Part of a data file
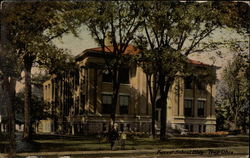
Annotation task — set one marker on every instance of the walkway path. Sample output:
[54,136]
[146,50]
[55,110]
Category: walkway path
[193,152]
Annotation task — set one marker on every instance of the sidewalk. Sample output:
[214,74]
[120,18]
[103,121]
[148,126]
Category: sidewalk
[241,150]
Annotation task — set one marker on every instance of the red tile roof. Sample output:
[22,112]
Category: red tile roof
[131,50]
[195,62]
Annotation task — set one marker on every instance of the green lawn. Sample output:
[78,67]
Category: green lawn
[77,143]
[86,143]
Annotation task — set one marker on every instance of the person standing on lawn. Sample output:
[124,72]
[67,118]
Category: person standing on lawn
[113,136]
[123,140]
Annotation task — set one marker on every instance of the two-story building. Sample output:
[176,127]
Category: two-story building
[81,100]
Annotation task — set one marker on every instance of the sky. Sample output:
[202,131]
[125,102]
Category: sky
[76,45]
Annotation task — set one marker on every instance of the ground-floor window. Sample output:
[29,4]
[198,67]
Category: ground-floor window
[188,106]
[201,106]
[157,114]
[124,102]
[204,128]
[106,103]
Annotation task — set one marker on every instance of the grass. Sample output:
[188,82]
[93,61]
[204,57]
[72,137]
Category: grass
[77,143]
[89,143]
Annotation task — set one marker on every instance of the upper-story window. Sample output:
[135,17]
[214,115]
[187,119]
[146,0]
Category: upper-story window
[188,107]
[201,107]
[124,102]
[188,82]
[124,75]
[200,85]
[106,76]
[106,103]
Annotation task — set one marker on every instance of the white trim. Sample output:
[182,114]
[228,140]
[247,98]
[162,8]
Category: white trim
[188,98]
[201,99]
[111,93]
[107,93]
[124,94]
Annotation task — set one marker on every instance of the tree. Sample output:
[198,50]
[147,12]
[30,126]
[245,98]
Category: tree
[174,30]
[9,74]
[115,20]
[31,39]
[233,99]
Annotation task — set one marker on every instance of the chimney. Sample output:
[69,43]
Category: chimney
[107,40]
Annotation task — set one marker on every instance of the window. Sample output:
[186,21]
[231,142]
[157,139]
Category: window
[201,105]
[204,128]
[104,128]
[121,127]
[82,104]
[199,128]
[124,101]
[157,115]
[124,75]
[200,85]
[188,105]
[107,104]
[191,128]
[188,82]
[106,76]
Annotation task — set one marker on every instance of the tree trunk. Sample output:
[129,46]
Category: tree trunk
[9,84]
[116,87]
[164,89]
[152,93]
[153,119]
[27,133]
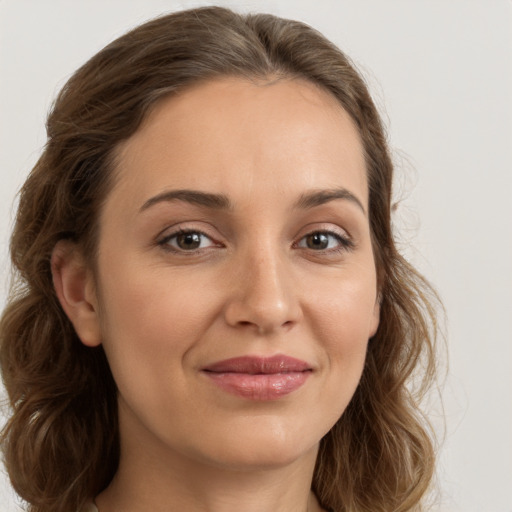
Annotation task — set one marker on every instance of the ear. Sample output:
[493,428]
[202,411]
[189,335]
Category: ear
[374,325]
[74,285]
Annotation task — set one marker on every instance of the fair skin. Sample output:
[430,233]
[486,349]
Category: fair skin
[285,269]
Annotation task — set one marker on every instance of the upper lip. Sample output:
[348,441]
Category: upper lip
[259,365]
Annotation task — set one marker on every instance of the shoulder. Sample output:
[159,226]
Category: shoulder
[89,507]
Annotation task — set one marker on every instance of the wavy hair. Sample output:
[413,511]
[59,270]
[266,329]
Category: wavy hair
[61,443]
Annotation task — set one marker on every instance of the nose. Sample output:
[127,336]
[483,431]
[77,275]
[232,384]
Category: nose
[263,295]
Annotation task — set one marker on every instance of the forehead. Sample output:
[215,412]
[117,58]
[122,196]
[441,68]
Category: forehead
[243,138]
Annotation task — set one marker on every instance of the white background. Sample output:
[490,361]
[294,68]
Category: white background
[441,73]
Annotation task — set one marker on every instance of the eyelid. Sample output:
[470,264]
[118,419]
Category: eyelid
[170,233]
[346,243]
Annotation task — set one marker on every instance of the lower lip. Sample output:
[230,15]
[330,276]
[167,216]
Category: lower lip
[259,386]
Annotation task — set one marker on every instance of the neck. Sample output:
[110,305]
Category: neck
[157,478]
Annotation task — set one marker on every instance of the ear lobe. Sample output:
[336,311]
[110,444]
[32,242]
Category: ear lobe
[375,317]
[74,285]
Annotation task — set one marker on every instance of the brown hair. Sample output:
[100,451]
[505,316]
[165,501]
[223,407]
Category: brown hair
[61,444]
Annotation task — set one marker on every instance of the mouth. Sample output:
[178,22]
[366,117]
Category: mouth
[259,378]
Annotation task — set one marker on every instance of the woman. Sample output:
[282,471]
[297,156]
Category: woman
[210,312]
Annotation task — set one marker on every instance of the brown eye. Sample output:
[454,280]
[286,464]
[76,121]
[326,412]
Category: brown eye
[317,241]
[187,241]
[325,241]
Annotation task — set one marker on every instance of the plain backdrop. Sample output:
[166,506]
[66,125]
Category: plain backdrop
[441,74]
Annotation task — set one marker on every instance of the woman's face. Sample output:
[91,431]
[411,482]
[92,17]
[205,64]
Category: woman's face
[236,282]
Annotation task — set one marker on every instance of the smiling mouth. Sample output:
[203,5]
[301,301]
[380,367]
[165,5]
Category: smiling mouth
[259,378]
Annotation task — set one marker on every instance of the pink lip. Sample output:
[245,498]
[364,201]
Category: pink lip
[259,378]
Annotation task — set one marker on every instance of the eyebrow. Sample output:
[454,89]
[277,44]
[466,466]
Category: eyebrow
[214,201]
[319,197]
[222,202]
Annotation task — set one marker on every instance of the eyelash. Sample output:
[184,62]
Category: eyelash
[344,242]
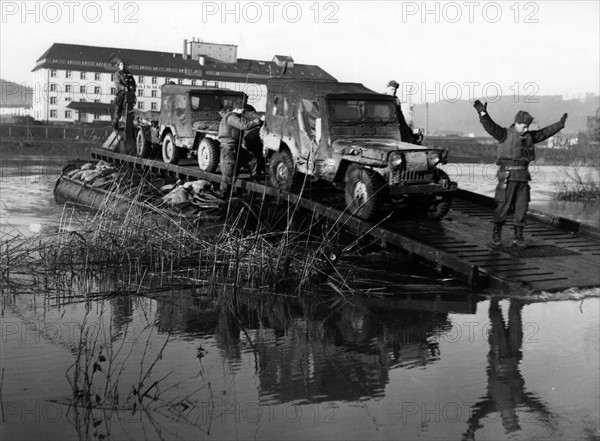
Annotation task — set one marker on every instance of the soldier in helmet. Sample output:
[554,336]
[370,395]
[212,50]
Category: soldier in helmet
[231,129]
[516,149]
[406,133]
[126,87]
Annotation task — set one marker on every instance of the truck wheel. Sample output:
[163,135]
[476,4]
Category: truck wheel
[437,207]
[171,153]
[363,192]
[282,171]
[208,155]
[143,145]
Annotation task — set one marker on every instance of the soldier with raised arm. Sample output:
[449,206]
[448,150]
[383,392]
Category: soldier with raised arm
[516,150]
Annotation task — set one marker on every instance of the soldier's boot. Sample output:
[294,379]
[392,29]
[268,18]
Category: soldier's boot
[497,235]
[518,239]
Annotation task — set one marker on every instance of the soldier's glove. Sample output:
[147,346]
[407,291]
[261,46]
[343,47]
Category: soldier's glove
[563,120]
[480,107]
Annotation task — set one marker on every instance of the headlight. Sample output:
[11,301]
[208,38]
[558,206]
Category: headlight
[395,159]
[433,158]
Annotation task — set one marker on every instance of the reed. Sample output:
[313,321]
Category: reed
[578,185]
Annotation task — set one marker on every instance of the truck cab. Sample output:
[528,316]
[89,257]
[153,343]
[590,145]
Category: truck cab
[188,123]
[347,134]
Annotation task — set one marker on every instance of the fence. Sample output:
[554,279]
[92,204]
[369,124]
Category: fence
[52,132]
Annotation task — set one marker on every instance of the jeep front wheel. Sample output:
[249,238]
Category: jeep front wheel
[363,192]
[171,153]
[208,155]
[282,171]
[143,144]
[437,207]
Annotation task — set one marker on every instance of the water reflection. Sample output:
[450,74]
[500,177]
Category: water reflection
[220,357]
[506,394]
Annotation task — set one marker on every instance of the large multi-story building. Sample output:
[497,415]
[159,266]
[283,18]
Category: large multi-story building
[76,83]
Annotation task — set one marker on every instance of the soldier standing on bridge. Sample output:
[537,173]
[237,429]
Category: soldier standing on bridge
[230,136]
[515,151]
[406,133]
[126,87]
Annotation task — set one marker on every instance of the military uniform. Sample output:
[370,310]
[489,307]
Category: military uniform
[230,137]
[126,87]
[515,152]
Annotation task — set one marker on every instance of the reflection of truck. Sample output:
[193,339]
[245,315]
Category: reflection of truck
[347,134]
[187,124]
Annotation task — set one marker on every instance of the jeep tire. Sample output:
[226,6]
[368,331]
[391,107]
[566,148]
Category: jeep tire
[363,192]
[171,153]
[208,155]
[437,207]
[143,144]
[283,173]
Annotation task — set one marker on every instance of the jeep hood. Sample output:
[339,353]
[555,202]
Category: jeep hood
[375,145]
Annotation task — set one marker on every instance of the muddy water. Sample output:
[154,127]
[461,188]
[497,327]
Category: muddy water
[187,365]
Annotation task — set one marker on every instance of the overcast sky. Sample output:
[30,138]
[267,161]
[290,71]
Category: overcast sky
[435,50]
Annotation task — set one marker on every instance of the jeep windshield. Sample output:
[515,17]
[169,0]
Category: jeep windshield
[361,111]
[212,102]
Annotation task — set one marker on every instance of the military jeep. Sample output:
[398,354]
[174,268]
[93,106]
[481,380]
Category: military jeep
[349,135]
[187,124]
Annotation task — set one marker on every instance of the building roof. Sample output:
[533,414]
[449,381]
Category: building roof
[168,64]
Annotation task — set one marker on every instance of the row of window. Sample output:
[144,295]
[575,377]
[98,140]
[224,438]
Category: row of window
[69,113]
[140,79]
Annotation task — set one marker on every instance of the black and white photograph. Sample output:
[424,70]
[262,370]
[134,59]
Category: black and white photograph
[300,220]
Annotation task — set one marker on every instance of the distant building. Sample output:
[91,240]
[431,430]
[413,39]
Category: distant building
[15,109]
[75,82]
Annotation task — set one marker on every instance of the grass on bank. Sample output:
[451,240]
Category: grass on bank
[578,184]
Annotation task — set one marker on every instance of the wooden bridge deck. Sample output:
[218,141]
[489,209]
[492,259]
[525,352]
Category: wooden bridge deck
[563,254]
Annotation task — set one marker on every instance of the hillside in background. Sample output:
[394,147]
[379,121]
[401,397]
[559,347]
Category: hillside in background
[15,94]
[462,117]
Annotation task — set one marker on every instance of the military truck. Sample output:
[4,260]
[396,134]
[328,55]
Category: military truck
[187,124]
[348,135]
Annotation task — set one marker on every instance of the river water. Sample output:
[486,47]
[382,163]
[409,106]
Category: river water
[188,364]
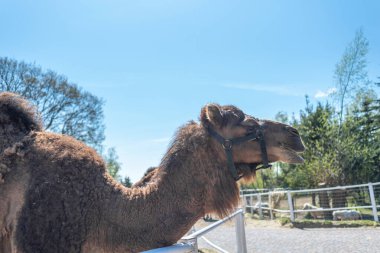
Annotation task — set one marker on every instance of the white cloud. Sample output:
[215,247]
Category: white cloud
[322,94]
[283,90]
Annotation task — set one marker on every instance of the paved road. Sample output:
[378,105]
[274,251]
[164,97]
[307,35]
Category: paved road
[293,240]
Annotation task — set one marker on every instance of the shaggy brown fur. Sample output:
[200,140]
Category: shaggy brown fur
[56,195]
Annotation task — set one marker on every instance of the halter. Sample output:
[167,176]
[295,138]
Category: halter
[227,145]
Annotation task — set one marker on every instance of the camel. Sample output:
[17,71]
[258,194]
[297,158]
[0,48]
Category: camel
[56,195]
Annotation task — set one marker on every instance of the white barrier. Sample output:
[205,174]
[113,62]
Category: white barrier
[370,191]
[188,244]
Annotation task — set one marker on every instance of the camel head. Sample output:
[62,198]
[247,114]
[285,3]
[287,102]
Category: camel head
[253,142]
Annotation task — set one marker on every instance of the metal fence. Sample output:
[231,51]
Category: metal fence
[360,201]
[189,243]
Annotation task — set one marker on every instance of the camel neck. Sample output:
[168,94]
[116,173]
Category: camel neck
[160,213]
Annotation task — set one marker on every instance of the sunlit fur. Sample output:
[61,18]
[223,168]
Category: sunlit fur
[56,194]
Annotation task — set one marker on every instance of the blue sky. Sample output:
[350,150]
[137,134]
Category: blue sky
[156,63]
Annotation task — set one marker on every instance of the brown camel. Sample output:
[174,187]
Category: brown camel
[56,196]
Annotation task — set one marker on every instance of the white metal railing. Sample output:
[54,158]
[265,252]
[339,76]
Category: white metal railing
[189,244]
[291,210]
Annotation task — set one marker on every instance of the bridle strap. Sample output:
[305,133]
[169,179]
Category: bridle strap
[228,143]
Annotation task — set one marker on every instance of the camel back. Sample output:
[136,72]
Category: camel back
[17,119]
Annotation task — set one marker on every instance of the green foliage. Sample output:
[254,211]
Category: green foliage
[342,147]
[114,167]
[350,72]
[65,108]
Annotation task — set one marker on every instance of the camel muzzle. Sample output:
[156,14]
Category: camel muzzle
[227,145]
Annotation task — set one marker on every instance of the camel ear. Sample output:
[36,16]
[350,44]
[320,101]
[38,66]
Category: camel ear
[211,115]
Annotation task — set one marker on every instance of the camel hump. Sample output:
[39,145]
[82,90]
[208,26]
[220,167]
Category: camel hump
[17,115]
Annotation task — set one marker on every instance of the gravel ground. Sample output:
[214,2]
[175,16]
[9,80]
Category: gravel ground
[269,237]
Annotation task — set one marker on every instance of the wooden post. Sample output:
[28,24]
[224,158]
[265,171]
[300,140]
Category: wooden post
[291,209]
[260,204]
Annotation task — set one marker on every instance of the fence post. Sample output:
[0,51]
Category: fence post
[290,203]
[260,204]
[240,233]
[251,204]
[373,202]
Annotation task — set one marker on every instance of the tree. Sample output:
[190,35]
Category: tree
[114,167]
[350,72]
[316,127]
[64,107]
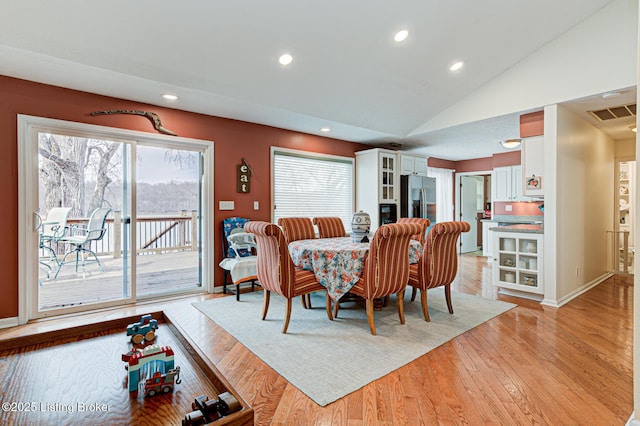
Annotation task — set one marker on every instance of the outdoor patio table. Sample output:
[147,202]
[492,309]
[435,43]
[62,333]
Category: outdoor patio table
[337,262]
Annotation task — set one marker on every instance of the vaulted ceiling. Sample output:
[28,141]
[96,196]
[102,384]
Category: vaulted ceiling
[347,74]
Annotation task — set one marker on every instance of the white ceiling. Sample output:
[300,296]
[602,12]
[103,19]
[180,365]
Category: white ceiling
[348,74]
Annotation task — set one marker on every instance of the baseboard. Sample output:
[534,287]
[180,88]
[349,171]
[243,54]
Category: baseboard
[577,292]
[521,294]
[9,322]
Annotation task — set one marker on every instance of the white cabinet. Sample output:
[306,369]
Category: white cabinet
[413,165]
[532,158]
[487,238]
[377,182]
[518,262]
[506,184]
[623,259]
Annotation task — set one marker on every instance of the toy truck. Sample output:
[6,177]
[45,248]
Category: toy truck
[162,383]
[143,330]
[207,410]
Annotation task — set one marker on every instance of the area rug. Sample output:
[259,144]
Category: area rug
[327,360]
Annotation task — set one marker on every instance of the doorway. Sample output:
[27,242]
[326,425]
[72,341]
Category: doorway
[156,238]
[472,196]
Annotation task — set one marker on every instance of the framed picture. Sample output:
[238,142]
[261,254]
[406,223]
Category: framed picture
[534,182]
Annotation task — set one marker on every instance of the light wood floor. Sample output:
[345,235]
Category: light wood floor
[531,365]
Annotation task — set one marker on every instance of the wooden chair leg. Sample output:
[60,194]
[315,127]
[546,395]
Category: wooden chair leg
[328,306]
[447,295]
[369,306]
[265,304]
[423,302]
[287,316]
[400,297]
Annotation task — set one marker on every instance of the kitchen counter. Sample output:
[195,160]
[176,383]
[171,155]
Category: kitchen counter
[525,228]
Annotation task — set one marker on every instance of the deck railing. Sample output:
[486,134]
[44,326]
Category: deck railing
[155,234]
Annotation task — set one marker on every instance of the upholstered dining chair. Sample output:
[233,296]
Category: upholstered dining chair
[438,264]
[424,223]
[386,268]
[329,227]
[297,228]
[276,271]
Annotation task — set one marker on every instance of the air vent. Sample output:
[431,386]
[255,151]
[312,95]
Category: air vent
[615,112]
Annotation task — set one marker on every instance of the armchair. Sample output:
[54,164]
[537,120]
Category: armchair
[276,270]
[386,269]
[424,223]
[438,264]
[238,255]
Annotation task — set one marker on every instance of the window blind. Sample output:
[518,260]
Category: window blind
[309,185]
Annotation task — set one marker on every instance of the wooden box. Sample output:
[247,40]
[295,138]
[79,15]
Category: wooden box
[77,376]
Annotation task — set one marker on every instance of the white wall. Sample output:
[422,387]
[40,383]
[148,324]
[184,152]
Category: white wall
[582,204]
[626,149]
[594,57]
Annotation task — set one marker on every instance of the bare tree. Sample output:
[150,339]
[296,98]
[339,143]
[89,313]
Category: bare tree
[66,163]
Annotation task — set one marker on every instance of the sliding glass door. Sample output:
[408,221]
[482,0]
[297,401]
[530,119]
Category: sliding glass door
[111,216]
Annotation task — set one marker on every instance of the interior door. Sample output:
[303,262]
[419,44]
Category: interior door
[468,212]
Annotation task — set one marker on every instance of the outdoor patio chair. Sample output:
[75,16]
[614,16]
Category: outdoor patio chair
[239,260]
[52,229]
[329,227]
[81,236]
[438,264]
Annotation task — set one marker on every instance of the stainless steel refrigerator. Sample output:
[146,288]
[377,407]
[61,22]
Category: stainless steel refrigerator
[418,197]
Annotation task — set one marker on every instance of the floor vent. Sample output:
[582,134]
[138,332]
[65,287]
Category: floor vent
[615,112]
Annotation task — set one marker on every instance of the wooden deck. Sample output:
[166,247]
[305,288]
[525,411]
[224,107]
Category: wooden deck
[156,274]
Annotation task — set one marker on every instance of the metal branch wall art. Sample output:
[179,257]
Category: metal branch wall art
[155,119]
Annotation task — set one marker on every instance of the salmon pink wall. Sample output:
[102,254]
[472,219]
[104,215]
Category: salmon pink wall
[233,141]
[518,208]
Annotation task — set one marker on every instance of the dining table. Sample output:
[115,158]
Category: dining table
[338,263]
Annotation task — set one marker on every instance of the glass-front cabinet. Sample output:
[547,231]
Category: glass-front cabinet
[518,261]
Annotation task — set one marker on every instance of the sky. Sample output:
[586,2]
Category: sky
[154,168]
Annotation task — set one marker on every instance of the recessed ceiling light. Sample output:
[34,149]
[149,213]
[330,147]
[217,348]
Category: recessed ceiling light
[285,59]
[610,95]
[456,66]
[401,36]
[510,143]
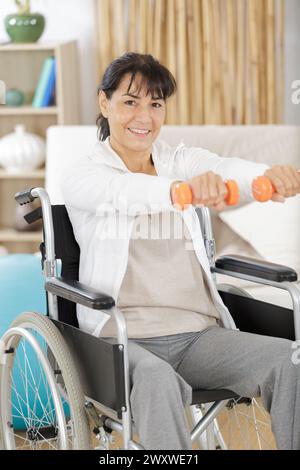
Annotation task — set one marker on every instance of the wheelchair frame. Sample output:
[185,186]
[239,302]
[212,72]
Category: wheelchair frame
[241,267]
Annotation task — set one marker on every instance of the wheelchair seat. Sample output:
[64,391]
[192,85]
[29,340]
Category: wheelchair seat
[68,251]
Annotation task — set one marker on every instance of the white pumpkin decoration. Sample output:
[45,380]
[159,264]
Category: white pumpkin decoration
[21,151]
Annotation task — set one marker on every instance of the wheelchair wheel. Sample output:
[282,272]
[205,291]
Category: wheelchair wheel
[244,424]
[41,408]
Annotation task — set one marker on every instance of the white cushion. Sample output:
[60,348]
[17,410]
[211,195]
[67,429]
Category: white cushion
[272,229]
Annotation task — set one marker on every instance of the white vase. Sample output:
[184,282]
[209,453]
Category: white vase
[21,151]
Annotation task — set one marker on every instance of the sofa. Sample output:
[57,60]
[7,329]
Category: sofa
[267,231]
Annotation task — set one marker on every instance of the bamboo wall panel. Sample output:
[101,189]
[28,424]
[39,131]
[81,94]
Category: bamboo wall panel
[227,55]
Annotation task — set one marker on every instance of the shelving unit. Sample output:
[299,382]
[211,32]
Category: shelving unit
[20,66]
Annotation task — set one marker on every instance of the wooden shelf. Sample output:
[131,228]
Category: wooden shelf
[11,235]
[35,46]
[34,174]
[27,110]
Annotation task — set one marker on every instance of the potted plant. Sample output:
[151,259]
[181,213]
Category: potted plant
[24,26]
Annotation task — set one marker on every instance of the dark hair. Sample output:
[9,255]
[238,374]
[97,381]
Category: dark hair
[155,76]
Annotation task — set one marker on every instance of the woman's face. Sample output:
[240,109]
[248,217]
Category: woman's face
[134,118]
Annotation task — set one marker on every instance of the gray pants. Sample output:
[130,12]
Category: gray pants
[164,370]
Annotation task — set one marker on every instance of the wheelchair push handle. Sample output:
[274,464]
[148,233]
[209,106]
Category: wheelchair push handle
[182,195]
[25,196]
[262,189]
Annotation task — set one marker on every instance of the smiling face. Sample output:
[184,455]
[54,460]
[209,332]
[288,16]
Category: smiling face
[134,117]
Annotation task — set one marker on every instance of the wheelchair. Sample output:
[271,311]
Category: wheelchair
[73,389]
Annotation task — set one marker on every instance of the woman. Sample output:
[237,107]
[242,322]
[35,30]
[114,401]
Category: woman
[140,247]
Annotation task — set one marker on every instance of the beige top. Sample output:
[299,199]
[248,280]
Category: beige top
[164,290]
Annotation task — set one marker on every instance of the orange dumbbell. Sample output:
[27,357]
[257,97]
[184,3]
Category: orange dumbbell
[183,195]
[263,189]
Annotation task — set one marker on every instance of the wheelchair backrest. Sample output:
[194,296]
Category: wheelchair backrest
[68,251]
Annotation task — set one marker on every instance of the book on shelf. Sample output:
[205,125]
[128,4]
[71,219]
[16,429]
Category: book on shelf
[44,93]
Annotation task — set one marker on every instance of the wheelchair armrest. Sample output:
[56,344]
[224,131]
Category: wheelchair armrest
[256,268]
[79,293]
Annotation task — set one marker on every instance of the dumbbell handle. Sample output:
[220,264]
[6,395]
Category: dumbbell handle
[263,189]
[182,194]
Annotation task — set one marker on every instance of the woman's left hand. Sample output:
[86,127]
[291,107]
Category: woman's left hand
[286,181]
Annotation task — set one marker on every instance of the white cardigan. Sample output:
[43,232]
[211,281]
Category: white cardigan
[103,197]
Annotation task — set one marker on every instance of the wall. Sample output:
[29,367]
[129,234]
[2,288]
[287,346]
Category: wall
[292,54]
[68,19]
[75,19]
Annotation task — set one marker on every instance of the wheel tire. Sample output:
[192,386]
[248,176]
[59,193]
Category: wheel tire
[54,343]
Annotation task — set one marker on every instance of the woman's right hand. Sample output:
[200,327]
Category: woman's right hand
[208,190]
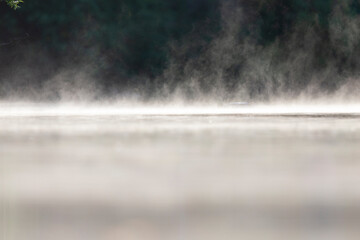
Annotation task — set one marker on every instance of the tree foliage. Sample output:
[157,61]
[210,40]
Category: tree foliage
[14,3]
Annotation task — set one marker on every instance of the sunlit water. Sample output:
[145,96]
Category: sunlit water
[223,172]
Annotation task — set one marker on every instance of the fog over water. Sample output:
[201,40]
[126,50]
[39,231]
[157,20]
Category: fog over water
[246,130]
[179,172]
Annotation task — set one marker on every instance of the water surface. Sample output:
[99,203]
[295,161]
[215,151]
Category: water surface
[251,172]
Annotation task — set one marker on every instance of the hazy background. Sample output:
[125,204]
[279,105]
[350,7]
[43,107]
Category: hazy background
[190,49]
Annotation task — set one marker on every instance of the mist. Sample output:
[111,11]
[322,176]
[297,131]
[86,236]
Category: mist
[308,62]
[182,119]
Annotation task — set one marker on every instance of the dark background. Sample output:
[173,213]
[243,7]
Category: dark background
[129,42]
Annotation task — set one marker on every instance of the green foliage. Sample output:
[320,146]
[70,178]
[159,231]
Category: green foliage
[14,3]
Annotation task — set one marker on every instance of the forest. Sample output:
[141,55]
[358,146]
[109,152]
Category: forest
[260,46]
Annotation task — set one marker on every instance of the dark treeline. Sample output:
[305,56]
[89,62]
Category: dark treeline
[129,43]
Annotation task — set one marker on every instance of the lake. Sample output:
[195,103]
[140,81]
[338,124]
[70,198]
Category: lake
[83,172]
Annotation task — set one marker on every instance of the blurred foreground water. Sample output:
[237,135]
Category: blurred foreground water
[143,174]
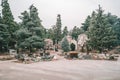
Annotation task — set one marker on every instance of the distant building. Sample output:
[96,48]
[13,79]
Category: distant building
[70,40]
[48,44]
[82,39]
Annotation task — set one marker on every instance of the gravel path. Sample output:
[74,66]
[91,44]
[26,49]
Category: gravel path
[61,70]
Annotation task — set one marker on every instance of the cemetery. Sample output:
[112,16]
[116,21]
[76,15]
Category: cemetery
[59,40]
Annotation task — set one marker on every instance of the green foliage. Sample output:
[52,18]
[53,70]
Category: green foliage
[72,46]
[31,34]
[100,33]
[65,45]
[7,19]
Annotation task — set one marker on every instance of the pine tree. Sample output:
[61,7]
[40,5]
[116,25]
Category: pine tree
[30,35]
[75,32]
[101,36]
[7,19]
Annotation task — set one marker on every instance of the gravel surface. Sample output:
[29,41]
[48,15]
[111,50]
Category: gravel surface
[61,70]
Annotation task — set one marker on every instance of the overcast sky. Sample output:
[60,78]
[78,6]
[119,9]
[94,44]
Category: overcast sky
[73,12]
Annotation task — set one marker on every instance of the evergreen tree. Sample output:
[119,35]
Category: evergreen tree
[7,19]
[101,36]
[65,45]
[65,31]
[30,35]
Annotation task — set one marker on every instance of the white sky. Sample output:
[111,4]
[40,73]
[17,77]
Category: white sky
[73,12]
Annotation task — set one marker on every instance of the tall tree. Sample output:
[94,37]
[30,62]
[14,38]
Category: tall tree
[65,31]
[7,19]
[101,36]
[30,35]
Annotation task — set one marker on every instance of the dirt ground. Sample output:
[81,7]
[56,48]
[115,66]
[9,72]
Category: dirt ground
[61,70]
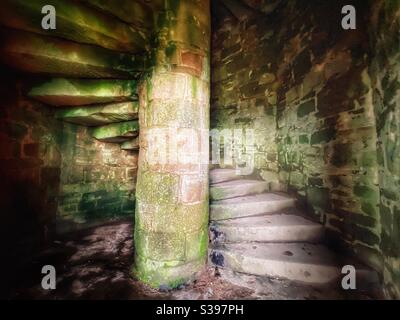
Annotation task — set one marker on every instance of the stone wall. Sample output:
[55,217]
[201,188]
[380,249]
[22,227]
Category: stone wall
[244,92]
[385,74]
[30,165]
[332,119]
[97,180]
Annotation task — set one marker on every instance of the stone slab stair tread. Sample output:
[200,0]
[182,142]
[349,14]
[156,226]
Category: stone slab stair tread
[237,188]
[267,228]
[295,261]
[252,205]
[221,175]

● **SHORT EXERCISE**:
Exactly repeat every line from the line that includes "the gravel surface." to the end of the listing, and nothing else, leaving pictures out.

● **SOLUTION**:
Annotation task — set one marker on every instance of the gravel surface. Sample output:
[29,41]
[48,15]
[111,50]
Category: gravel surface
[61,70]
Annotation task — set one marker on every instance of the overcast sky. Sample output:
[60,78]
[78,6]
[119,9]
[94,44]
Category: overcast sky
[73,12]
Annotation task — set one marker on every instance of the evergreen tree. Sample output:
[119,35]
Category: evergreen tree
[7,19]
[101,36]
[65,45]
[65,31]
[30,35]
Annotation task — set one marker on every instance of the white sky. Sample output:
[111,4]
[40,73]
[17,77]
Category: white sky
[73,12]
Annotation task — set one marker on every instance of the tall tree. Sample output:
[94,37]
[30,62]
[14,38]
Category: tall tree
[65,31]
[7,19]
[101,36]
[30,35]
Annotation task — set one marker on every instance of the dirt ground. Sample output:
[81,7]
[56,48]
[115,66]
[9,72]
Category: dirt ground
[61,70]
Annotation task — set one marker on every instance of the stone wall. Sample output:
[55,217]
[201,188]
[380,249]
[22,227]
Category: stone wall
[244,92]
[385,74]
[30,165]
[332,119]
[97,180]
Annotation task — set one marker on every instance of the stone slab stair tread. Sample output:
[200,0]
[182,142]
[349,14]
[156,226]
Category: stone slab stair tread
[237,188]
[267,228]
[295,261]
[252,205]
[221,175]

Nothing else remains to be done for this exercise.